#### Texte choisi:

# # #

Sur Huawei et ZTE, Bolton se contente de réciter des platitudes non prouvées : “L’objectif le plus important pour les “entreprises” chinoises comme Huawei et ZTE est d’infiltrer les systèmes de télécommunications et de technologie de l’information, notamment la 5G, et de les soumettre au contrôle chinois”.
Sur ce fameux quiproquo Washington-Kiev, Bolton écrit que Trump “a dit qu’il n’était pas favorable à l’envoi de quoi que ce soit avant que tous les documents d’enquête russes concernant [Hillary] Clinton et Biden aient été réfutés”.
Pour le plus grand plaisir de la foule progressiste des limousines, Bolton confirme la logique du dossier d’impeachment mené par les Démocrates ainsi que celui de l’Ukrainegate – même si le dossier Russiagate a maintenant été totalement déboulonné.
Citant un coup de téléphone de mai 2019 avec le Président Poutine, qui aurait comparé le “leader de l’opposition” vénézuélien Juan Guaidó à Hillary Clinton, Bolton qualifie ce coup de téléphone de “brillant étalage de propagande de style soviétique” pour renforcer le soutien à Maduro. Poutine “a largement persuadé Trump”. Ah, ces Soviétiques malfaisants…
Selon le Washington Post, “En décrivant son expérience à la Maison Blanche sur les questions liées à la Russie, Bolton présente l’image d’un Président impulsif, grossier et constamment opposé à la politique américaine visant à décourager l’agression russe et à sanctionner le comportement malveillant de Poutine”.
Une fois de plus : Bolton peut s’en tirer à bon compte tant qu’il présente Trump comme faible sur les mantras du Deep State “agression russe” et “comportement malveillant”.

# # #

#### Objectif:
Répondez aux questions suivantes sur le texte choisi.
1. Selon le texte choisi, à qui Poutine aurait-il comparé Juan Guaidó lors de l’appel téléphonique de mai 2019 ?
2. Quelles entreprises chinoises sont nommées ?
3. Quel journal est cité ?

#### Matériel source:
# # #

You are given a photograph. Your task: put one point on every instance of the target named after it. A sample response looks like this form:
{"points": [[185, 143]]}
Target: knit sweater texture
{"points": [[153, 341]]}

# # #

#### Réponse:
1. À Hillary Clinton.
2. Huawei et ZTE.
3. Le Washington Post.